• [Work instructions] Rewrite everything in the passage on mediating institutions from "The necessity of" down to "our basic freedoms.", changing "catechesis" to "instruction" throughout.

• [Document segment]
- Opening Delimiter -

On the other side of the coin, the decline of mediating institutions is also the consequence of the increasing demand by Americans for radical autonomy. The attacks on family, the Church, and other mediating entities come not only from the government, but also from individuals who subordinate all creation to their own personal will and desires. Ironically, the radically autonomous modern American is busy tearing down the castle walls to be a better individual target of governmental power. But it is also true that the state has its hand in the promotion of such radical autonomy. The government’s attacks on mediating institutions are almost always done in the name of individual freedom from the “shackles” of religion and tradition.
Yet regardless of the source of the attacks, the diminution of mediating institutions quite clearly leads to the diminishment of our freedom of religion and freedom of speech. Unless met with a united and determined resistance religion, and the truth which it proclaims, will be further limited, and then banned from the public arena altogether. It is not for nothing that the Obama administration in Washington speaks only of freedom of worship and not freedom of religion. Religion is less of a threat if it is confined within the walls of its church buildings. But we know from history that even a confined religion at some point becomes intolerable to the state, and must be destroyed or co-opted. China is a prime example of this, with its ersatz government sponsored “Patriotic Catholic Church,” and the government persecuted underground Church, the true Catholic Church in union with the chair of Peter.
The necessity of healthy and diverse mediating institutions is manifest, and to promote their vitality in our society we need a vibrant catechesis within the Church in this country on the necessity and social benefit of the robust exercise of the principle of subsidiarity. Hopefully the fruits of this catechesis would spill over into the public arena. The consequences of not doing this include the continuing destruction of not just mediating institutions, but ultimately of our ability to govern ourselves justly and effectively, and to protect our basic freedoms.

- Closing Delimiter -

• [Extracted records]
- Opening Delimiter -

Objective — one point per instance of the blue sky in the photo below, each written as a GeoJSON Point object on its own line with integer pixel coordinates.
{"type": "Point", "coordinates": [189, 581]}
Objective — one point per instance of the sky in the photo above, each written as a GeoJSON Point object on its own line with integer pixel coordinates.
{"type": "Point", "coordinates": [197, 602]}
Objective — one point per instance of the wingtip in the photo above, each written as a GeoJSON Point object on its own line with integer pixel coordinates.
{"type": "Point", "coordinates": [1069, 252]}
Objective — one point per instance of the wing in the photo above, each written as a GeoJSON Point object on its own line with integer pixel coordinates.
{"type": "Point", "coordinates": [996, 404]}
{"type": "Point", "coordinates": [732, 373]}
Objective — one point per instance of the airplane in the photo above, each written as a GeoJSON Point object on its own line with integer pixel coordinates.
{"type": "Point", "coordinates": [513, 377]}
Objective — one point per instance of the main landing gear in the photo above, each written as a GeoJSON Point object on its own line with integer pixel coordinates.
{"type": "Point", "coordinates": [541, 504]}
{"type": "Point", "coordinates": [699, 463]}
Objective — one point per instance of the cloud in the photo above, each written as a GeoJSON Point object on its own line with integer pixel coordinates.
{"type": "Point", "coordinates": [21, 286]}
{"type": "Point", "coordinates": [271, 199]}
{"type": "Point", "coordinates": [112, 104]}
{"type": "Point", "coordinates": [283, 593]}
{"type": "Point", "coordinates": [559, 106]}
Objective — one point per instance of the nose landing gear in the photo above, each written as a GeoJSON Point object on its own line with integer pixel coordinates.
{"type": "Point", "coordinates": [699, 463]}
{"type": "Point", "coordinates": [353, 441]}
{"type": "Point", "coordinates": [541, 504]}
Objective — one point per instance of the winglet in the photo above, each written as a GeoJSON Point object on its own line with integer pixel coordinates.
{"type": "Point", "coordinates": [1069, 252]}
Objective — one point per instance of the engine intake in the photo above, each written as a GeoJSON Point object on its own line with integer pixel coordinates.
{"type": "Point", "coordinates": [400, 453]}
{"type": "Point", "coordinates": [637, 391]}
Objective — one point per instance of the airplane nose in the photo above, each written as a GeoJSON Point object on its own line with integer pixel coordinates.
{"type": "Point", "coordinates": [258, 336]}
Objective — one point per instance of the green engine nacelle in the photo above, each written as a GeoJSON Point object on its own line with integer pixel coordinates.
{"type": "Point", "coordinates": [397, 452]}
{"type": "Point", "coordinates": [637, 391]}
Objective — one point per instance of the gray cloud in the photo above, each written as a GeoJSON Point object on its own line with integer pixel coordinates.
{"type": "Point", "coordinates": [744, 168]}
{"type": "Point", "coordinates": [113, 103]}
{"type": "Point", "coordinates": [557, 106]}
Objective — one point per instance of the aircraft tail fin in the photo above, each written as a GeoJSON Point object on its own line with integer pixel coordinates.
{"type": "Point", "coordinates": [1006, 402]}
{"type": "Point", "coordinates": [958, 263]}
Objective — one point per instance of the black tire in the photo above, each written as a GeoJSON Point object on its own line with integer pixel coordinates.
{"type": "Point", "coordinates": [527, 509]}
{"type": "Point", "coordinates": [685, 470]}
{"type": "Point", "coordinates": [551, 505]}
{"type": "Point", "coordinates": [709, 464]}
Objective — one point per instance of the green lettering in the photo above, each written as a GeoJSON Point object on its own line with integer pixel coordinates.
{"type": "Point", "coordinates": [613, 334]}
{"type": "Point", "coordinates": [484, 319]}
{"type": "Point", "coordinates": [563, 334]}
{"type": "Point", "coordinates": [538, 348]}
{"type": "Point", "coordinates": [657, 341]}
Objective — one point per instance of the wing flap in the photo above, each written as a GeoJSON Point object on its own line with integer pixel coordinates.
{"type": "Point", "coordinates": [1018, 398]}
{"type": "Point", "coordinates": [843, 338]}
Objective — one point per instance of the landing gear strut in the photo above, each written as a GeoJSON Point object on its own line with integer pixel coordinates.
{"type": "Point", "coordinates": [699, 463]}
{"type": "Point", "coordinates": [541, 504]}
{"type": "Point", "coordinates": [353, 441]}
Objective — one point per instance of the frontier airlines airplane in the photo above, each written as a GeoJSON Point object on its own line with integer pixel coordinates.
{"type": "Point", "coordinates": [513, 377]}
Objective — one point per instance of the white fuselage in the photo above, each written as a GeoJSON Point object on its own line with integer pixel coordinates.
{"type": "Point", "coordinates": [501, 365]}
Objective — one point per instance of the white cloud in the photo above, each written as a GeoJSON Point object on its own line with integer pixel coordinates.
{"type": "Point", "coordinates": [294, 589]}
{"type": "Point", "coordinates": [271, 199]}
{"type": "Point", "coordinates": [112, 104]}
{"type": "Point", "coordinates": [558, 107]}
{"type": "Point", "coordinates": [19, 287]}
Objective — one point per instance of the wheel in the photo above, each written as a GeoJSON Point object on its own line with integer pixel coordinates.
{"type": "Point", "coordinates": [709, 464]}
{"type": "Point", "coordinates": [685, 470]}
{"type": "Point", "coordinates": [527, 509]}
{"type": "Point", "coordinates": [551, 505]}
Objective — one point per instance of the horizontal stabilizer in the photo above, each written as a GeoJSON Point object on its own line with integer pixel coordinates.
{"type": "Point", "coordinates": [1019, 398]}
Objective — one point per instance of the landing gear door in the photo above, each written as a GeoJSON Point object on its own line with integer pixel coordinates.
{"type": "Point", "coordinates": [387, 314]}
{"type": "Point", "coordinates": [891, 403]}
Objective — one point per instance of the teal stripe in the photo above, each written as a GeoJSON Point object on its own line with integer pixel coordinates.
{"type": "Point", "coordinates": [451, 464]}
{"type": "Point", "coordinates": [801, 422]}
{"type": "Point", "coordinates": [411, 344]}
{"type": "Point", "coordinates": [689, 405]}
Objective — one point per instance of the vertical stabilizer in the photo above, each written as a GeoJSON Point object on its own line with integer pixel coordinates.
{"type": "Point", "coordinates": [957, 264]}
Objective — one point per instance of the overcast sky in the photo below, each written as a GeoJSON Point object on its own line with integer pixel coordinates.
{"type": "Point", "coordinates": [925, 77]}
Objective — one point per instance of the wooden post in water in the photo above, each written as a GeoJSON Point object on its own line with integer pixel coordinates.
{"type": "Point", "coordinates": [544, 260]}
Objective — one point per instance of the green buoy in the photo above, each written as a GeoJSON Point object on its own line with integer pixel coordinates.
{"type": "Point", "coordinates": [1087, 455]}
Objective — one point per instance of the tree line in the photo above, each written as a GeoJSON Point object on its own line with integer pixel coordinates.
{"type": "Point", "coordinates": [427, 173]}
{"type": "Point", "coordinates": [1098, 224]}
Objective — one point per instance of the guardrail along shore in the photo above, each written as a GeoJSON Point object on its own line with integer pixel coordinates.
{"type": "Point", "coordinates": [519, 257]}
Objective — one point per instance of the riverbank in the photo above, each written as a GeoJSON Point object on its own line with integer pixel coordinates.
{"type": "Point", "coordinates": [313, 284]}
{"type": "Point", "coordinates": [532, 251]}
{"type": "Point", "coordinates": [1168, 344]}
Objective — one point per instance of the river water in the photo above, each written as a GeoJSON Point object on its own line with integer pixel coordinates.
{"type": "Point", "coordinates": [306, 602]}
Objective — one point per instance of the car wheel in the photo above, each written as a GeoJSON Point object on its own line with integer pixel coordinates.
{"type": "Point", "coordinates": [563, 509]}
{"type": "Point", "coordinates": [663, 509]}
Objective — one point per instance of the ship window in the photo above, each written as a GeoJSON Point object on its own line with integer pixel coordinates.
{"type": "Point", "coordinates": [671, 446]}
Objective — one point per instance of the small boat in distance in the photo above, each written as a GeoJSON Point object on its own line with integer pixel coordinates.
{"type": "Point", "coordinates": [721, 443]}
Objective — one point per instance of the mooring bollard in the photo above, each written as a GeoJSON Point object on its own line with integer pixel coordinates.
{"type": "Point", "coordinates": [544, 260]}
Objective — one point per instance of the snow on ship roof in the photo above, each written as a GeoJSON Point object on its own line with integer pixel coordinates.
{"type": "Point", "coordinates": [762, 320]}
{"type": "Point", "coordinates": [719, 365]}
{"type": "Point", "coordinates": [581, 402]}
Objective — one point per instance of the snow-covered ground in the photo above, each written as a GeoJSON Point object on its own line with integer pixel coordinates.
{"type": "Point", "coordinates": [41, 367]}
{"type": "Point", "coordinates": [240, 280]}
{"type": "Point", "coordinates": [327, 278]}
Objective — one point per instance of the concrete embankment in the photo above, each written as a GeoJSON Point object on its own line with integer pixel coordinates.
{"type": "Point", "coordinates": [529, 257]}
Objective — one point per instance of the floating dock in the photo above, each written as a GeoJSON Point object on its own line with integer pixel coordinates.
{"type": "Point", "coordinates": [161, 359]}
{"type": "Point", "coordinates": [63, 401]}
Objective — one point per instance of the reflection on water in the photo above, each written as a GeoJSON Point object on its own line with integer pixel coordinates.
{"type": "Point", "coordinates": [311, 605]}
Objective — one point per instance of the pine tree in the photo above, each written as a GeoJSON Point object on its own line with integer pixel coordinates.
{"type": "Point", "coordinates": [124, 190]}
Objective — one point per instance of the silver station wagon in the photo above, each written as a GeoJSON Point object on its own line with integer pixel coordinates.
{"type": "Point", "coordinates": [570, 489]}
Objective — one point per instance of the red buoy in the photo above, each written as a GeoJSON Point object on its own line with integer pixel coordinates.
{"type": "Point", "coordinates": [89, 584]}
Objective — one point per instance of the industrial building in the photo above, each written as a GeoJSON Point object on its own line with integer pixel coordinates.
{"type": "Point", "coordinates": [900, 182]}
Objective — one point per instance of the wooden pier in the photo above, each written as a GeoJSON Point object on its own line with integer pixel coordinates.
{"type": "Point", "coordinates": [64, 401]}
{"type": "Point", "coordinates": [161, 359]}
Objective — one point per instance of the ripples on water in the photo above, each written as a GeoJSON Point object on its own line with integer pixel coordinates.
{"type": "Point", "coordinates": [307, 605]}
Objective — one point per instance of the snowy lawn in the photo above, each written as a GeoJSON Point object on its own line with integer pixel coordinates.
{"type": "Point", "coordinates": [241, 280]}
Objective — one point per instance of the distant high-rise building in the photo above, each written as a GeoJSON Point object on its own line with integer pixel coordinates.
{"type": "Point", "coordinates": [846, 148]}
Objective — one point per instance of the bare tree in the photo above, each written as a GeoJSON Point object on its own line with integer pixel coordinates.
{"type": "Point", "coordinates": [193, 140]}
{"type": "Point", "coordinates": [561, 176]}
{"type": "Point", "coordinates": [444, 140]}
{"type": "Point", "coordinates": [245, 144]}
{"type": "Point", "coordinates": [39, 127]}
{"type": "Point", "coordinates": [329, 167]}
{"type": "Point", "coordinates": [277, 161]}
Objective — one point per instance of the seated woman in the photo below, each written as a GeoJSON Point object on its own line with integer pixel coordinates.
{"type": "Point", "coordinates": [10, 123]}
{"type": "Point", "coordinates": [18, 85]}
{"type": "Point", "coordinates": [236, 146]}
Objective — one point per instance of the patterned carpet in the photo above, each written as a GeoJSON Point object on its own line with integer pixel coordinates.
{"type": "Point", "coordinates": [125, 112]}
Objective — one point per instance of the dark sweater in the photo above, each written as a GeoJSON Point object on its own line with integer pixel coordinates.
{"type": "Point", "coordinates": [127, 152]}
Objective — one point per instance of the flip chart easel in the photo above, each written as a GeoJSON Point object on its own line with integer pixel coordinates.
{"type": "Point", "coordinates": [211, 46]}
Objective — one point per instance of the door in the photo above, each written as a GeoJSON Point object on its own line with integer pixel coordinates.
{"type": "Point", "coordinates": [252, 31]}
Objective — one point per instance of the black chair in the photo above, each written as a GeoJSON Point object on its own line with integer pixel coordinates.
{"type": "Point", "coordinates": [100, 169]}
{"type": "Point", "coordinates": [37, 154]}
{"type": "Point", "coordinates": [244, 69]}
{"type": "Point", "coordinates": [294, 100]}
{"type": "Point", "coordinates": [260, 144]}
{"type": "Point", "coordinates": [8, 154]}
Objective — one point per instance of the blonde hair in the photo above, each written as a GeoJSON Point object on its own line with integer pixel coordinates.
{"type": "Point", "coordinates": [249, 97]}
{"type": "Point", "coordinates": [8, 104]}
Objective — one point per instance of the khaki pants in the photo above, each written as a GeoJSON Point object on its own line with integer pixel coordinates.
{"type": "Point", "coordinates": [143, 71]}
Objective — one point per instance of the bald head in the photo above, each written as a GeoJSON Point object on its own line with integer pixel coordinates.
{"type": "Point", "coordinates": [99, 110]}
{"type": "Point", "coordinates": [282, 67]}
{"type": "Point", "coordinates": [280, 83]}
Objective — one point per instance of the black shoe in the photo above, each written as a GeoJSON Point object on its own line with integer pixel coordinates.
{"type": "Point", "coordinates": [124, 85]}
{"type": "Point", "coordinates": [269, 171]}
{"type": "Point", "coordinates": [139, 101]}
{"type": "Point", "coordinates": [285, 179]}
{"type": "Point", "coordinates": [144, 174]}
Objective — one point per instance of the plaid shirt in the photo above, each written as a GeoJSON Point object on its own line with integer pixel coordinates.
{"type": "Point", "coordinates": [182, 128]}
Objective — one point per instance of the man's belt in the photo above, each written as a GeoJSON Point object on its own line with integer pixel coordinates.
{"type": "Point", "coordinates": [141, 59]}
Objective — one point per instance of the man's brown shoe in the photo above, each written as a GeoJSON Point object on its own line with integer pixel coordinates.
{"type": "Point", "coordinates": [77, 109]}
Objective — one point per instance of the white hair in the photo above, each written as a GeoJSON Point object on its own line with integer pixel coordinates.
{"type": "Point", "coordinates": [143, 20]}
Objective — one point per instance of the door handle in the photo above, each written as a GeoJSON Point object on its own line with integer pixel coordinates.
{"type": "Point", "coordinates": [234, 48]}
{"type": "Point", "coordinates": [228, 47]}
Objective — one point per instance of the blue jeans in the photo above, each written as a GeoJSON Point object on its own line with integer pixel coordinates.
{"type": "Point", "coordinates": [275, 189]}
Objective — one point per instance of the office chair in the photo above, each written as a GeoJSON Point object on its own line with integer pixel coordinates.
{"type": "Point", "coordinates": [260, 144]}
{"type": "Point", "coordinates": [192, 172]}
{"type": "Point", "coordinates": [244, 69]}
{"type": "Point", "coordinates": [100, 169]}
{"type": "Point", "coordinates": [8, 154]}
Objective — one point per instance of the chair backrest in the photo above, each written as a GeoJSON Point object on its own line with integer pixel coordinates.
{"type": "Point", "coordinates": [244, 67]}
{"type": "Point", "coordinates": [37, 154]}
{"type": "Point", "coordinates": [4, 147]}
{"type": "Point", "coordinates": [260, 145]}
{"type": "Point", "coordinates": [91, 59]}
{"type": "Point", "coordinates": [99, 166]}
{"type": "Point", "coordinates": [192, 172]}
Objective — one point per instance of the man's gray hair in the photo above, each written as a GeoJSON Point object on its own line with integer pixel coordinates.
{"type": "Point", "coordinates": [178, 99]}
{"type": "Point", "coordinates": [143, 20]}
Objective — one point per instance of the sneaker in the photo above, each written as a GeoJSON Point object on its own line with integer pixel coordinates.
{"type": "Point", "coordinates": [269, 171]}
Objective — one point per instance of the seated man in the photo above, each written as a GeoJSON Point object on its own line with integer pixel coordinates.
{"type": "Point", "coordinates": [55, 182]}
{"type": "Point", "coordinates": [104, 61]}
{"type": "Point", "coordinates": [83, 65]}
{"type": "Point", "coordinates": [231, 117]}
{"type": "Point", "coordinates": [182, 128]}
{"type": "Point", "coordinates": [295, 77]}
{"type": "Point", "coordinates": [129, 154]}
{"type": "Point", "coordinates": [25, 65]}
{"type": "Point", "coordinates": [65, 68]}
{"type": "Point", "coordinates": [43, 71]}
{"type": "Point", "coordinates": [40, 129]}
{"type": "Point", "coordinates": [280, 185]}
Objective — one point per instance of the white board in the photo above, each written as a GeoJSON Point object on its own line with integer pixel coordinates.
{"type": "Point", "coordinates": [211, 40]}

- Closing Delimiter -

• [Solution]
The necessity of healthy and diverse mediating institutions is manifest, and to promote their vitality in our society we need a vibrant instruction within the Church in this country on the necessity and social benefit of the robust exercise of the principle of subsidiarity. Hopefully the fruits of this instruction would spill over into the public arena. The consequences of not doing this include the continuing destruction of not just mediating institutions, but ultimately of our ability to govern ourselves justly and effectively, and to protect our basic freedoms.